§ Gestellte Aufgabe A
Schreiben Sie aus dem Artikel über Mazedonien den Abschnitt zwischen „Als Premier und“ und „vertreten sein muss.“ einschließlich wortgetreu ab.

§ Quelldokument
=-=-=

30 Prozent Arbeitslosigkeit

Das seit Jahren umstrittene Projekt "Skopje 2014", das viele anfangs für einen Witz hielten, hat sich als ein Grundstein der nationalen Politik von Premier Nikola Gruevski herausgestellt. Die Mazedonier hat es in verbissene Gegner des "sauteuren nationalistischen Größenwahns" und Befürworter der "Politik des nationalen Stolzes" gespalten. Während dieses "Disneyland" gebaut werde, stehe im Rest des verarmten Landes mit einer Arbeitslosigkeit von über 30 Prozent alles still, sagt Expremier Ljupco Georgijevski.

Als Premier und damaliger Chef der heute regierenden nationalistischen VMRO-DPMNE, von der er sich trennte, als Gruevski an die Parteispitze kam, prägte der national-konservative Georgijevski allerdings selbst den Slogan von den "vier Wölfen", die Mazedonien umzingeln: Griechenland erkennt den Staatsnamen Mazedonien nicht an; Bulgarien bestreitet die Existenz der mazedonischen Sprache und Nation; Serbien die autokephale mazedonische orthodoxe Kirche, die sich von der serbischen Kirche abgespalten hat; Albanien schließlich setzt Mazedonien über die albanische Minderheit unter Druck, die aufgrund des Friedensabkommens von Ohrid, das 2001 die Auseinandersetzung zwischen albanischen Rebellen und mazedonischer Regierung beendete, mit mindestens 23 Prozent in allen staatlichen Institutionen vertreten sein muss.

=-=-=

[Datensätze zur Positionsbestimmung]
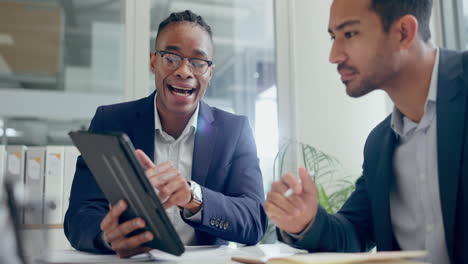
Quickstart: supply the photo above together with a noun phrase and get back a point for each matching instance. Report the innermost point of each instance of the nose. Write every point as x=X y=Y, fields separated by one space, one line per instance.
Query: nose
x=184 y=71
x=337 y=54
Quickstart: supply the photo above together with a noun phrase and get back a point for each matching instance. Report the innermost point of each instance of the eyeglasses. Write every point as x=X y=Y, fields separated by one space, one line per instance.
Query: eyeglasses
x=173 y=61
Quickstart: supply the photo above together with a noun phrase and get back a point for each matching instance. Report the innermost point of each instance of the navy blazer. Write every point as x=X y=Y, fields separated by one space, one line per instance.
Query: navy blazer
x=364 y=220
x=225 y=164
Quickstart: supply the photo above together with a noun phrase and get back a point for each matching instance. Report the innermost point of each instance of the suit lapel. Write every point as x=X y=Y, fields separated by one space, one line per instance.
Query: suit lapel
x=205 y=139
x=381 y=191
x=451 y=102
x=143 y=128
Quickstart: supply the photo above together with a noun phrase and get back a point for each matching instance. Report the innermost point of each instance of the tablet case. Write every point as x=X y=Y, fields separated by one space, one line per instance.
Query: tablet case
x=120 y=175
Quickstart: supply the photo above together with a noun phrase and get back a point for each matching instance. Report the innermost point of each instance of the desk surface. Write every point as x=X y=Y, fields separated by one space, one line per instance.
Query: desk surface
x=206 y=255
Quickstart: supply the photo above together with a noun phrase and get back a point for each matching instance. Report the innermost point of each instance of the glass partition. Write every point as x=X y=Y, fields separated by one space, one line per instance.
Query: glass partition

=-=-=

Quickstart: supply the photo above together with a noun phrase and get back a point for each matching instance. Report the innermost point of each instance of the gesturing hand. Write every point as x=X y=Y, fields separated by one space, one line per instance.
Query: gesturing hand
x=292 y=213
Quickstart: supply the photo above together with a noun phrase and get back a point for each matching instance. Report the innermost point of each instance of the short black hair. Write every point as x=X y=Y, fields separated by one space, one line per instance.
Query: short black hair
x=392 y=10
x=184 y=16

=-=-=

§ Gestellte Aufgabe B
Geben Sie aus den Datensätzen die Zeilen zwischen der Zeile mit „of the navy“ und der Zeile mit „x=225 y=164“ einschließlich unverändert wieder.

§ Korrekte Antwort A
Als Premier und damaliger Chef der heute regierenden nationalistischen VMRO-DPMNE, von der er sich trennte, als Gruevski an die Parteispitze kam, prägte der national-konservative Georgijevski allerdings selbst den Slogan von den "vier Wölfen", die Mazedonien umzingeln: Griechenland erkennt den Staatsnamen Mazedonien nicht an; Bulgarien bestreitet die Existenz der mazedonischen Sprache und Nation; Serbien die autokephale mazedonische orthodoxe Kirche, die sich von der serbischen Kirche abgespalten hat; Albanien schließlich setzt Mazedonien über die albanische Minderheit unter Druck, die aufgrund des Friedensabkommens von Ohrid, das 2001 die Auseinandersetzung zwischen albanischen Rebellen und mazedonischer Regierung beendete, mit mindestens 23 Prozent in allen staatlichen Institutionen vertreten sein muss.

§ Korrekte Antwort B
Quickstart: supply the photo above together with a noun phrase and get back a point for each matching instance. Report the innermost point of each instance of the navy blazer. Write every point as x=X y=Y, fields separated by one space, one line per instance.
Query: navy blazer
x=364 y=220
x=225 y=164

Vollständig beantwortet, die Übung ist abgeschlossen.